>>

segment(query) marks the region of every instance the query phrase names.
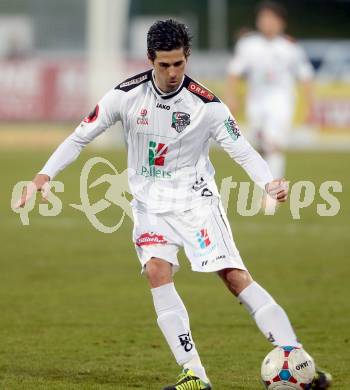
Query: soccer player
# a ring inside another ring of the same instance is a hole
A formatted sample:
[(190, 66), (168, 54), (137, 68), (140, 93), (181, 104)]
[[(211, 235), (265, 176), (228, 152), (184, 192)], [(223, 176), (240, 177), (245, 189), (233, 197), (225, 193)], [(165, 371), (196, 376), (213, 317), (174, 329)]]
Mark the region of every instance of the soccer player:
[[(53, 153), (34, 178), (38, 190), (73, 162), (85, 145), (121, 121), (133, 194), (133, 241), (148, 278), (158, 325), (177, 363), (178, 381), (167, 390), (211, 389), (191, 334), (173, 274), (184, 247), (192, 269), (216, 272), (274, 345), (300, 346), (284, 310), (255, 282), (234, 243), (209, 160), (215, 139), (248, 175), (279, 202), (284, 180), (241, 134), (224, 103), (185, 74), (190, 35), (174, 20), (154, 23), (147, 36), (152, 69), (110, 90)], [(29, 193), (20, 202), (25, 204)], [(316, 382), (316, 389), (321, 389)]]
[(246, 117), (254, 146), (274, 178), (284, 177), (288, 133), (295, 106), (295, 81), (300, 80), (306, 116), (313, 101), (313, 70), (302, 48), (284, 35), (286, 10), (266, 1), (257, 9), (257, 32), (242, 36), (228, 65), (227, 104), (237, 109), (237, 80), (247, 79)]

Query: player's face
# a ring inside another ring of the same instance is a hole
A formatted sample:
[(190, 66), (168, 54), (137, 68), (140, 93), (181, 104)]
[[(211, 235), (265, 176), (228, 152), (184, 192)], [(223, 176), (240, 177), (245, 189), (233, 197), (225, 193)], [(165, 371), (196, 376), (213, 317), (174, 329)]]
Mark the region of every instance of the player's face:
[(163, 92), (175, 91), (181, 84), (186, 68), (183, 48), (170, 51), (157, 51), (151, 61), (158, 87)]
[(256, 26), (258, 30), (268, 38), (274, 38), (284, 31), (284, 20), (270, 10), (263, 10), (259, 13)]

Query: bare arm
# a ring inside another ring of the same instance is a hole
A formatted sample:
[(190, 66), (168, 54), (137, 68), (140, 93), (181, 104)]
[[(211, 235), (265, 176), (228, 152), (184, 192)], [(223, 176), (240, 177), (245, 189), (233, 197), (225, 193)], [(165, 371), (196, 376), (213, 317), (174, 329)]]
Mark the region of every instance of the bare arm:
[(301, 46), (295, 47), (295, 55), (295, 76), (300, 82), (305, 102), (305, 119), (309, 121), (314, 104), (314, 70)]
[(229, 107), (231, 112), (237, 112), (239, 109), (238, 102), (238, 93), (237, 93), (237, 84), (240, 80), (240, 77), (234, 74), (229, 74), (226, 82), (226, 104)]
[(238, 83), (245, 78), (249, 69), (249, 56), (247, 56), (246, 40), (240, 39), (235, 47), (233, 57), (227, 65), (226, 104), (235, 113), (239, 109)]

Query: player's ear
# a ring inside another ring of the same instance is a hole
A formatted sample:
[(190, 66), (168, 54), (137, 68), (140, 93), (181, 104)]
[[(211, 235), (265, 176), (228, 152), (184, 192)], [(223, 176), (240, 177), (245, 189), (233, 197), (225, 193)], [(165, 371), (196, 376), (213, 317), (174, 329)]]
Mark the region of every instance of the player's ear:
[(154, 66), (154, 59), (152, 59), (152, 57), (150, 56), (149, 53), (147, 53), (147, 58), (148, 58), (148, 62), (150, 63), (150, 65)]

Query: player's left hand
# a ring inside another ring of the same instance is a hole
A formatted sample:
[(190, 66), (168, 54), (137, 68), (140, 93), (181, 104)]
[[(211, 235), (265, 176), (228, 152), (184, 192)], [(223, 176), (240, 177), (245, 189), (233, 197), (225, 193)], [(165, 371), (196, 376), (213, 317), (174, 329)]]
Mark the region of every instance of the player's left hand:
[(271, 198), (278, 202), (285, 202), (288, 199), (289, 185), (286, 179), (275, 179), (265, 186), (266, 192)]
[(14, 205), (14, 208), (24, 207), (36, 191), (40, 191), (43, 200), (47, 201), (50, 192), (49, 181), (50, 177), (48, 175), (37, 174), (33, 181), (23, 188), (22, 196)]

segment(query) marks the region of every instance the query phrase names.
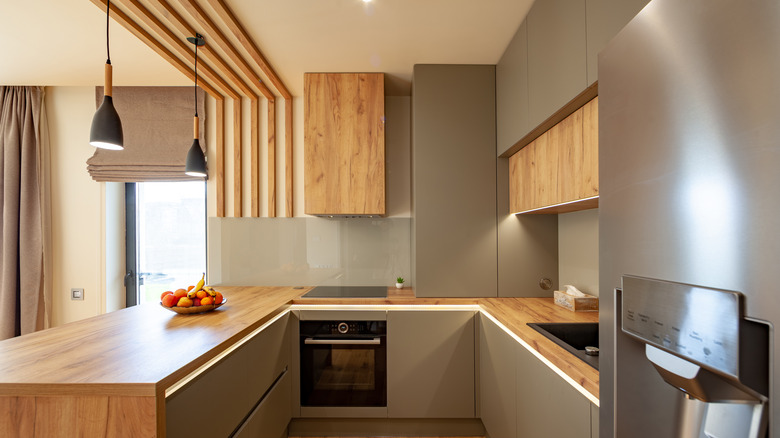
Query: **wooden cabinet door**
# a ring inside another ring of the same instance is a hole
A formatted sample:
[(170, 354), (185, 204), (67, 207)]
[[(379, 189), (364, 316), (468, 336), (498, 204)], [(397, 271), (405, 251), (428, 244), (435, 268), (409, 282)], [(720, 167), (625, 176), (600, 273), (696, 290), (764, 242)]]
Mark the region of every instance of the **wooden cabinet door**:
[(582, 107), (582, 176), (579, 199), (599, 194), (599, 98)]
[(558, 190), (553, 204), (579, 199), (584, 152), (582, 108), (550, 129), (550, 144), (558, 150)]
[(384, 102), (382, 73), (304, 75), (306, 214), (385, 214)]
[(474, 418), (474, 312), (387, 312), (390, 418)]

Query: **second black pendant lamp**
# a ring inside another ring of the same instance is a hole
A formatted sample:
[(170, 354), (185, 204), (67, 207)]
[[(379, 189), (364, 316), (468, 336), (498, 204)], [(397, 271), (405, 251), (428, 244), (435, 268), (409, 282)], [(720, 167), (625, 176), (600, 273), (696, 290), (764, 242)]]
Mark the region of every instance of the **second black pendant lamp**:
[(106, 68), (105, 68), (105, 86), (103, 87), (103, 103), (92, 117), (92, 128), (89, 132), (89, 144), (92, 146), (121, 150), (124, 149), (124, 138), (122, 135), (122, 121), (119, 120), (114, 108), (112, 72), (111, 72), (111, 51), (109, 49), (108, 23), (109, 11), (111, 10), (111, 1), (106, 2)]
[(192, 140), (192, 146), (190, 151), (187, 152), (187, 163), (184, 166), (184, 173), (190, 176), (206, 177), (208, 172), (206, 170), (206, 157), (203, 155), (203, 149), (200, 148), (200, 140), (198, 140), (198, 133), (200, 131), (200, 125), (198, 122), (198, 47), (206, 44), (206, 40), (200, 34), (195, 34), (195, 37), (187, 38), (187, 41), (195, 44), (195, 124), (194, 124), (194, 139)]

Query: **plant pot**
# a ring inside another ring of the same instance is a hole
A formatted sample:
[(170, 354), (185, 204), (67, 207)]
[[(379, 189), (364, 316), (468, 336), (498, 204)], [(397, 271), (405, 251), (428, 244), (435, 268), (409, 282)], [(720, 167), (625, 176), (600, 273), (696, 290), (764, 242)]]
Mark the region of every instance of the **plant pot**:
[(395, 288), (396, 289), (403, 289), (404, 288), (404, 284), (403, 283), (396, 283), (395, 284)]

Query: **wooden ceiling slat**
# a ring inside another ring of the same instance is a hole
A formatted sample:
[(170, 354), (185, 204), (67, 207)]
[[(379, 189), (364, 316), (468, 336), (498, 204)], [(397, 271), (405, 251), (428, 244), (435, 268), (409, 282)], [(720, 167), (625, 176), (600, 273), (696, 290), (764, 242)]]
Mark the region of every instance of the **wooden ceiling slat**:
[[(156, 9), (158, 16), (164, 17), (166, 21), (180, 34), (192, 36), (197, 32), (167, 1), (157, 0), (151, 2), (151, 4)], [(213, 65), (213, 68), (216, 69), (216, 71), (222, 73), (223, 78), (232, 86), (241, 90), (244, 96), (250, 99), (257, 99), (257, 93), (255, 93), (255, 91), (251, 89), (243, 79), (241, 79), (241, 77), (227, 64), (227, 62), (225, 62), (225, 60), (222, 59), (222, 57), (211, 48), (209, 41), (206, 41), (206, 45), (201, 47), (199, 52), (207, 63)]]
[[(160, 39), (162, 39), (163, 42), (174, 47), (180, 57), (184, 59), (192, 59), (194, 61), (194, 46), (192, 46), (193, 48), (190, 48), (190, 43), (185, 42), (184, 38), (174, 35), (173, 32), (171, 32), (160, 20), (158, 20), (157, 17), (152, 15), (152, 13), (141, 3), (139, 3), (138, 0), (114, 0), (114, 3), (124, 7), (126, 10), (135, 15), (136, 19), (140, 20), (141, 23), (146, 25), (152, 32), (154, 32)], [(201, 68), (198, 70), (204, 77), (209, 78), (209, 80), (216, 83), (226, 95), (232, 98), (239, 97), (238, 93), (236, 93), (236, 91), (233, 90), (230, 85), (228, 85), (227, 82), (225, 82), (225, 80), (207, 64), (202, 64)]]
[[(106, 9), (106, 2), (103, 0), (90, 0), (94, 5), (100, 7), (105, 11)], [(139, 40), (143, 41), (144, 44), (149, 46), (152, 50), (154, 50), (158, 55), (160, 55), (163, 59), (168, 61), (171, 65), (173, 65), (177, 70), (182, 72), (185, 76), (187, 76), (191, 80), (195, 80), (195, 73), (192, 71), (190, 66), (185, 64), (182, 60), (180, 60), (176, 55), (171, 53), (170, 50), (168, 50), (164, 45), (162, 45), (159, 41), (157, 41), (152, 35), (149, 34), (146, 30), (144, 30), (141, 26), (136, 24), (127, 14), (119, 10), (119, 8), (116, 7), (116, 5), (111, 6), (111, 16), (114, 18), (114, 21), (121, 24), (122, 27), (129, 30), (130, 33), (136, 36)], [(200, 78), (201, 81), (198, 83), (198, 85), (203, 88), (203, 90), (208, 93), (211, 97), (215, 99), (221, 99), (223, 94), (220, 91), (217, 91), (217, 87), (215, 87), (211, 83), (211, 79), (207, 78), (208, 80), (203, 80), (203, 78)]]
[(213, 43), (216, 43), (217, 46), (219, 46), (227, 54), (230, 60), (238, 66), (241, 73), (249, 78), (249, 83), (253, 86), (256, 86), (266, 99), (274, 100), (275, 96), (273, 93), (271, 93), (271, 90), (265, 86), (262, 79), (260, 79), (254, 70), (252, 70), (246, 60), (241, 56), (240, 53), (238, 53), (233, 44), (230, 43), (227, 37), (225, 37), (225, 34), (222, 33), (222, 31), (219, 29), (219, 27), (217, 27), (214, 21), (211, 20), (208, 14), (206, 14), (206, 12), (203, 11), (203, 9), (197, 3), (195, 3), (194, 0), (176, 1), (178, 1), (178, 3), (200, 26), (205, 28), (205, 32), (203, 33), (208, 34), (209, 40)]
[(285, 216), (293, 217), (293, 101), (284, 100), (284, 203)]
[(292, 99), (292, 95), (287, 87), (284, 85), (279, 75), (274, 71), (273, 66), (265, 59), (260, 49), (255, 44), (254, 40), (249, 36), (241, 23), (239, 23), (233, 11), (225, 4), (223, 0), (206, 0), (206, 2), (214, 9), (222, 22), (233, 32), (233, 36), (238, 39), (241, 45), (246, 49), (252, 59), (260, 67), (260, 70), (266, 75), (268, 80), (273, 84), (279, 94), (285, 99)]

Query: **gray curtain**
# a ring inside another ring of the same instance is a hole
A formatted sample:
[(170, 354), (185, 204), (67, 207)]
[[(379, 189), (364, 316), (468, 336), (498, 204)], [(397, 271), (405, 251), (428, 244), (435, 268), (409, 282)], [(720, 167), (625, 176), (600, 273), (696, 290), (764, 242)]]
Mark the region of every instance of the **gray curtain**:
[(0, 86), (0, 339), (45, 327), (43, 89)]

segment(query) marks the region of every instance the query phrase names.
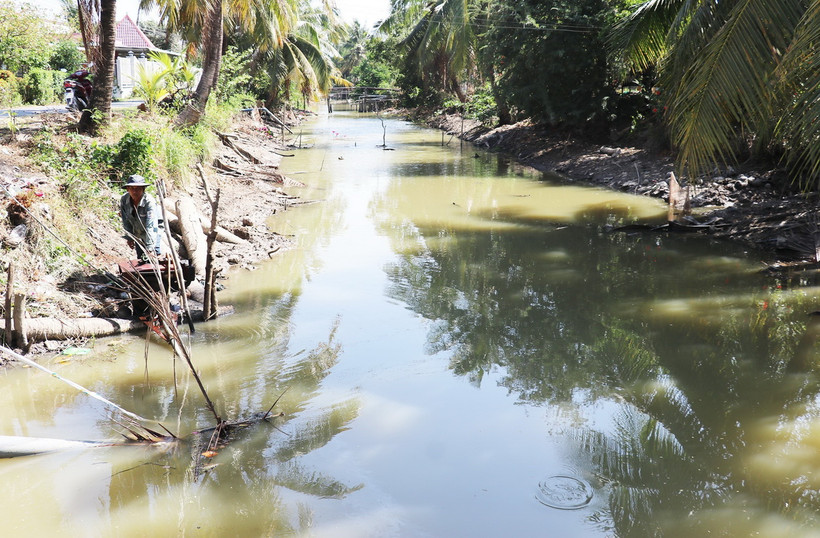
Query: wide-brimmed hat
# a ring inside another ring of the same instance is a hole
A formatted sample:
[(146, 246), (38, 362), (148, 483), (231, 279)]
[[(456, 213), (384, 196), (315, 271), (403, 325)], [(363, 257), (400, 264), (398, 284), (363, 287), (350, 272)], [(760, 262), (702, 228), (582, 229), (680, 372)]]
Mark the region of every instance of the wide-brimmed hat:
[(150, 183), (145, 182), (145, 178), (139, 174), (132, 174), (125, 180), (125, 188), (128, 187), (148, 187)]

<<

PROBLEM TO WORK ON: From the records above, extract the lines from the one holding "Mark the region of every instance of the **gray" through the one holding "229), (680, 372)]]", word for word; omit the pictures.

FINISHED TASK:
Mark the region of every instance of the **gray curtain**:
[(0, 86), (0, 339), (45, 327), (43, 89)]

segment(query) marks the region of every instance the query phrase names.
Query: wide-brimmed hat
# a ring inside another ring of the same instance is a hole
A formatted sample:
[(146, 246), (38, 362), (148, 483), (231, 279)]
[[(456, 213), (384, 196), (315, 271), (403, 325)], [(363, 257), (400, 264), (398, 284), (363, 287), (350, 272)], [(760, 262), (702, 228), (582, 229), (680, 372)]]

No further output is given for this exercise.